• What needs to be done
Skip all pictures; return exactly the lines from the one containing "point: white ceiling" through the end of the data.

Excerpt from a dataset
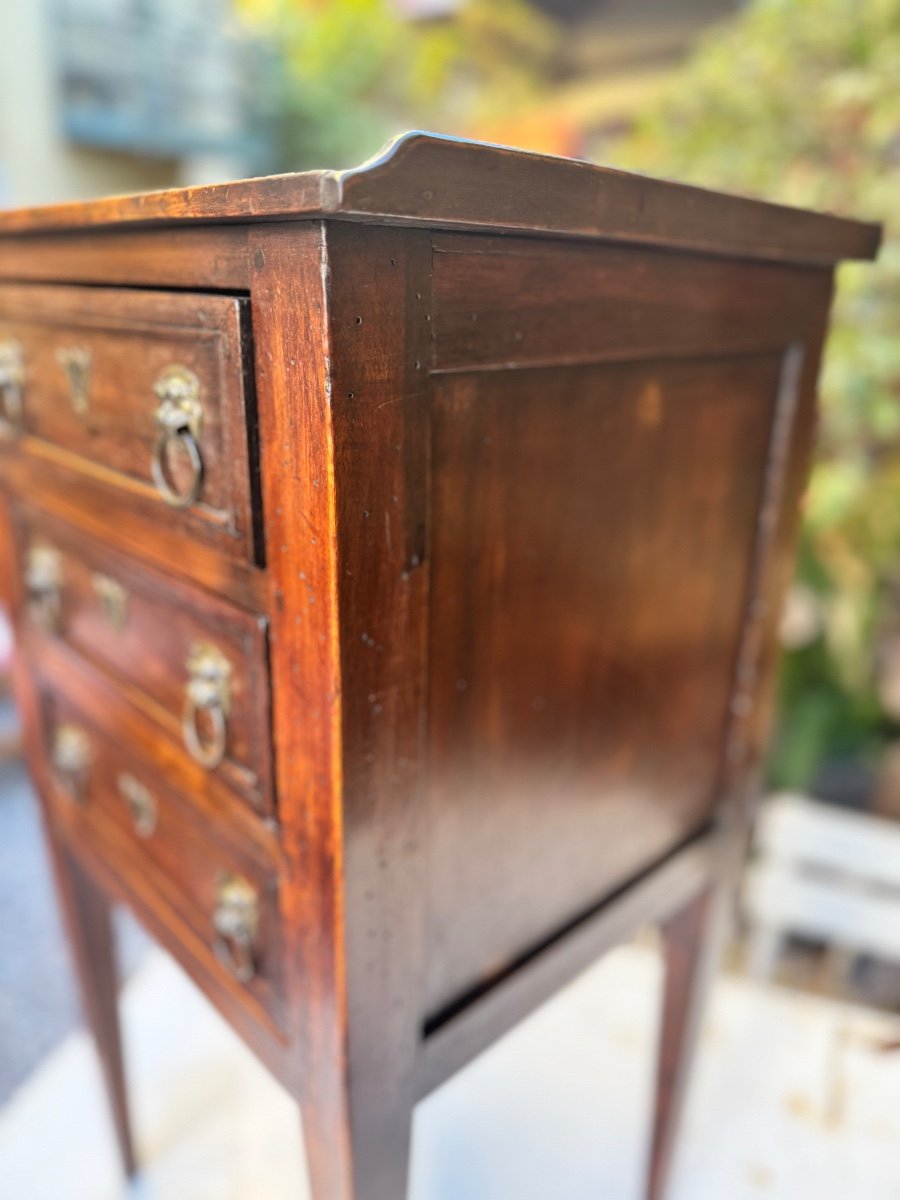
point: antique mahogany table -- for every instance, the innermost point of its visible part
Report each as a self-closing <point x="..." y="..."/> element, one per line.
<point x="395" y="559"/>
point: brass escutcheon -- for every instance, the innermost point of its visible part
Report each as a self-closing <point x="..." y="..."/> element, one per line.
<point x="43" y="585"/>
<point x="113" y="600"/>
<point x="76" y="361"/>
<point x="141" y="803"/>
<point x="71" y="760"/>
<point x="12" y="382"/>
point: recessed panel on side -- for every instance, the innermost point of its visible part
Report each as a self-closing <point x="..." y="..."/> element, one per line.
<point x="592" y="538"/>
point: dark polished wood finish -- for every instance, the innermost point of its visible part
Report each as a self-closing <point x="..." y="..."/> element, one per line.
<point x="472" y="582"/>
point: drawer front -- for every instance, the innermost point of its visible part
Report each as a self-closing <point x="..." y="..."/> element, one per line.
<point x="220" y="892"/>
<point x="197" y="665"/>
<point x="141" y="391"/>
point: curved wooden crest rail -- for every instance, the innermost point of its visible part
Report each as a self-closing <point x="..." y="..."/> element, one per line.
<point x="395" y="557"/>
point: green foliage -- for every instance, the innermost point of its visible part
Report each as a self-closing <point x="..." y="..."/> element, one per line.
<point x="336" y="79"/>
<point x="799" y="101"/>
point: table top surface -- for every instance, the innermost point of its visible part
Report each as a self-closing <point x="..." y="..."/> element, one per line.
<point x="424" y="179"/>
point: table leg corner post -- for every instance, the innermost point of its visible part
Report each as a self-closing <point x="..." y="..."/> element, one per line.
<point x="690" y="954"/>
<point x="88" y="917"/>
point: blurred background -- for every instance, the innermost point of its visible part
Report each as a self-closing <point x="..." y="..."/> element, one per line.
<point x="790" y="100"/>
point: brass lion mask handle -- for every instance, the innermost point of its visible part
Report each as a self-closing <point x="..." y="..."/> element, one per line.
<point x="235" y="922"/>
<point x="208" y="701"/>
<point x="179" y="421"/>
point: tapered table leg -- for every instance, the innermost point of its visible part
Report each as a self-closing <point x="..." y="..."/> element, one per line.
<point x="690" y="953"/>
<point x="88" y="918"/>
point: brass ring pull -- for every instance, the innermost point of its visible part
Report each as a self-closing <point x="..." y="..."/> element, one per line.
<point x="208" y="694"/>
<point x="179" y="419"/>
<point x="184" y="439"/>
<point x="235" y="922"/>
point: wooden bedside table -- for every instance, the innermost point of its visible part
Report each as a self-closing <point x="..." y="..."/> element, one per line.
<point x="396" y="558"/>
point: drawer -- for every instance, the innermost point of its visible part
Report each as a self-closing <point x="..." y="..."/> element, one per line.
<point x="193" y="663"/>
<point x="217" y="894"/>
<point x="142" y="397"/>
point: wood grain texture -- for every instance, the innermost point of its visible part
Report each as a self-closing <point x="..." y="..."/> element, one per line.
<point x="130" y="339"/>
<point x="381" y="342"/>
<point x="587" y="600"/>
<point x="148" y="653"/>
<point x="511" y="303"/>
<point x="447" y="183"/>
<point x="520" y="522"/>
<point x="215" y="257"/>
<point x="297" y="439"/>
<point x="181" y="862"/>
<point x="453" y="1043"/>
<point x="82" y="502"/>
<point x="688" y="960"/>
<point x="87" y="916"/>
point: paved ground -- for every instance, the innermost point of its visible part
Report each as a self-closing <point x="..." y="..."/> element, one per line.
<point x="37" y="1001"/>
<point x="796" y="1098"/>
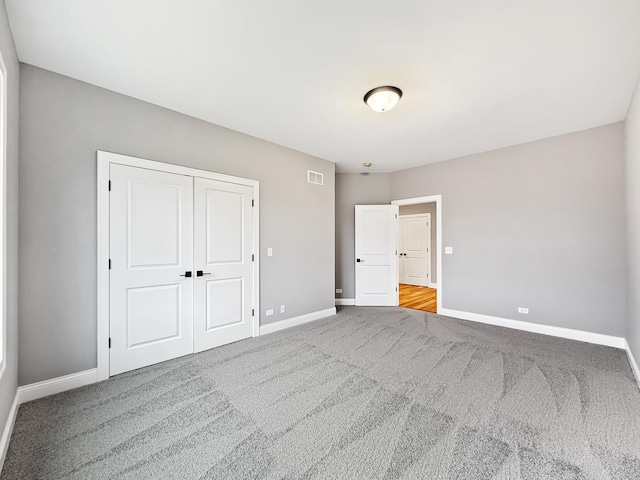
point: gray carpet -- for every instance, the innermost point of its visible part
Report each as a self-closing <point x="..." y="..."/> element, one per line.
<point x="372" y="393"/>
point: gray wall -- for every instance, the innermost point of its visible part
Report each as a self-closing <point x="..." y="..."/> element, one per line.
<point x="9" y="380"/>
<point x="633" y="223"/>
<point x="353" y="189"/>
<point x="538" y="225"/>
<point x="63" y="122"/>
<point x="427" y="208"/>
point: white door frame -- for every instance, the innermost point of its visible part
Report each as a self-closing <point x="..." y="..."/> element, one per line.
<point x="428" y="217"/>
<point x="437" y="199"/>
<point x="104" y="160"/>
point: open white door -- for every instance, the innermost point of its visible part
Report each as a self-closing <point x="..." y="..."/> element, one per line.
<point x="414" y="246"/>
<point x="376" y="261"/>
<point x="224" y="256"/>
<point x="151" y="256"/>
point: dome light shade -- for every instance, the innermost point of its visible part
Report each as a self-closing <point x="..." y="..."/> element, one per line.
<point x="382" y="99"/>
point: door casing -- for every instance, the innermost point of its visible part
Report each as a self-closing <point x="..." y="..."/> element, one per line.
<point x="402" y="248"/>
<point x="438" y="201"/>
<point x="104" y="161"/>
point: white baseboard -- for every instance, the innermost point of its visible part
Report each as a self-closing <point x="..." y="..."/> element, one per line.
<point x="56" y="385"/>
<point x="8" y="429"/>
<point x="345" y="301"/>
<point x="633" y="363"/>
<point x="295" y="321"/>
<point x="580" y="335"/>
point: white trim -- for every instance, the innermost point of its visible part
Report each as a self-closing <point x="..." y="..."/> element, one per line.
<point x="295" y="321"/>
<point x="4" y="127"/>
<point x="8" y="430"/>
<point x="38" y="390"/>
<point x="429" y="245"/>
<point x="345" y="301"/>
<point x="580" y="335"/>
<point x="104" y="160"/>
<point x="437" y="199"/>
<point x="632" y="362"/>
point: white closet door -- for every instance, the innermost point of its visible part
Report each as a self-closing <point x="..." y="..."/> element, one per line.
<point x="151" y="249"/>
<point x="223" y="251"/>
<point x="376" y="261"/>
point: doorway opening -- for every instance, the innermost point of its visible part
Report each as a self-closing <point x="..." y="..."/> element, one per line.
<point x="419" y="263"/>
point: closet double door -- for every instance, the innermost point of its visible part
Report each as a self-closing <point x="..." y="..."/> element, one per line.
<point x="181" y="265"/>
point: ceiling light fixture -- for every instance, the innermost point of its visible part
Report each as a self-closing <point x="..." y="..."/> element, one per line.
<point x="382" y="99"/>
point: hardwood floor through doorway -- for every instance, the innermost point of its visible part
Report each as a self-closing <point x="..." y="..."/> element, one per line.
<point x="419" y="298"/>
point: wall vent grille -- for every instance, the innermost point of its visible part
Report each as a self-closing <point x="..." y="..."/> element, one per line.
<point x="316" y="178"/>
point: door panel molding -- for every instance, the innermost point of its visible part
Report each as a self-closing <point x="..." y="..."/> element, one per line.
<point x="404" y="249"/>
<point x="104" y="162"/>
<point x="437" y="199"/>
<point x="376" y="268"/>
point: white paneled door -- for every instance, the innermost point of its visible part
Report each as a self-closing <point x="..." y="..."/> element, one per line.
<point x="151" y="251"/>
<point x="182" y="276"/>
<point x="376" y="261"/>
<point x="223" y="253"/>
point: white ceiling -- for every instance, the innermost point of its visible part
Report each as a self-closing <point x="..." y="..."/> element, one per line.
<point x="476" y="75"/>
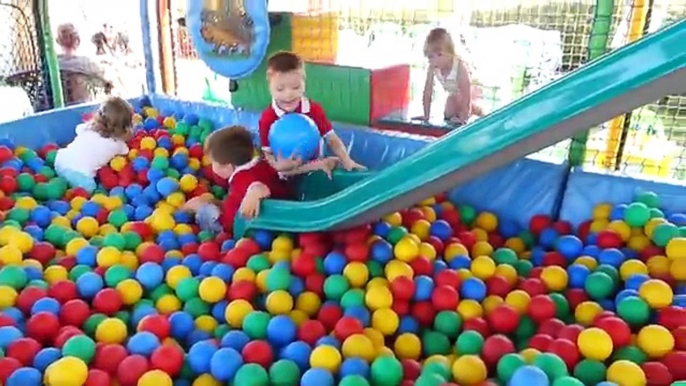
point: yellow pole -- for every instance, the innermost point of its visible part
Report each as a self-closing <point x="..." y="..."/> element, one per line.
<point x="639" y="14"/>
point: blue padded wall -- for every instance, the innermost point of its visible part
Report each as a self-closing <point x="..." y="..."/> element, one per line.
<point x="586" y="189"/>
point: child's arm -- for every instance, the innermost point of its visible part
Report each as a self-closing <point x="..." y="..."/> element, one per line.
<point x="428" y="92"/>
<point x="250" y="206"/>
<point x="464" y="86"/>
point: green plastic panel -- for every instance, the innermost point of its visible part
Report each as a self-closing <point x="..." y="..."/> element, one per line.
<point x="606" y="81"/>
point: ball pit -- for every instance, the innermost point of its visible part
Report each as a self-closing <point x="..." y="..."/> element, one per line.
<point x="121" y="288"/>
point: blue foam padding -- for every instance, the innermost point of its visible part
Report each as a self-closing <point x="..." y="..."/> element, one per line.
<point x="515" y="192"/>
<point x="587" y="188"/>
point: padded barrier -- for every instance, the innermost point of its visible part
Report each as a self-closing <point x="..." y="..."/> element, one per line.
<point x="588" y="188"/>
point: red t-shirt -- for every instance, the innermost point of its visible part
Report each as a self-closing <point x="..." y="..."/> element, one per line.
<point x="308" y="107"/>
<point x="257" y="170"/>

• Written answer
point: white ceiling -- for every instance, the innermost point of its visible part
Report each as a self-closing <point x="..." y="..."/> element, one per line.
<point x="476" y="75"/>
point: yellow pole -- for every instance, the innermost point of its visible part
Report each as a self-closing <point x="..." y="..."/> element, one per line.
<point x="639" y="14"/>
point: blue padded wall -- for every instance, the innermost point of its visible part
Report each as a self-closing <point x="..." y="..."/> element, one per line.
<point x="586" y="189"/>
point: child's arm -- for every instance, the innermost point of its visible part
Report each as a self-closing <point x="..." y="..."/> element, one per line.
<point x="428" y="92"/>
<point x="250" y="206"/>
<point x="464" y="86"/>
point: green plastic panel -- for every instance, the innermost point of its visible part
Report each as a self-closing <point x="..." y="..."/> element, one per line.
<point x="606" y="81"/>
point: ball pit -- for every instance, the innermost point of its visible part
Report each as a self-closing <point x="..." y="..."/> element, one per line.
<point x="121" y="288"/>
point: blue foam padding -- for every instance, the innermost point of its visible part
Report each as a self-closing <point x="..." y="..."/> element, one per line.
<point x="515" y="192"/>
<point x="587" y="188"/>
point: padded barrier -- for every instance, the innermost point of its visible part
Report each as a self-closing <point x="..." y="..."/> element, one per line.
<point x="588" y="188"/>
point: red t-shirt -- for every instance, the innermost point of its visible part
Report each as a self-closing <point x="..." y="..."/> element, one per line.
<point x="308" y="107"/>
<point x="257" y="170"/>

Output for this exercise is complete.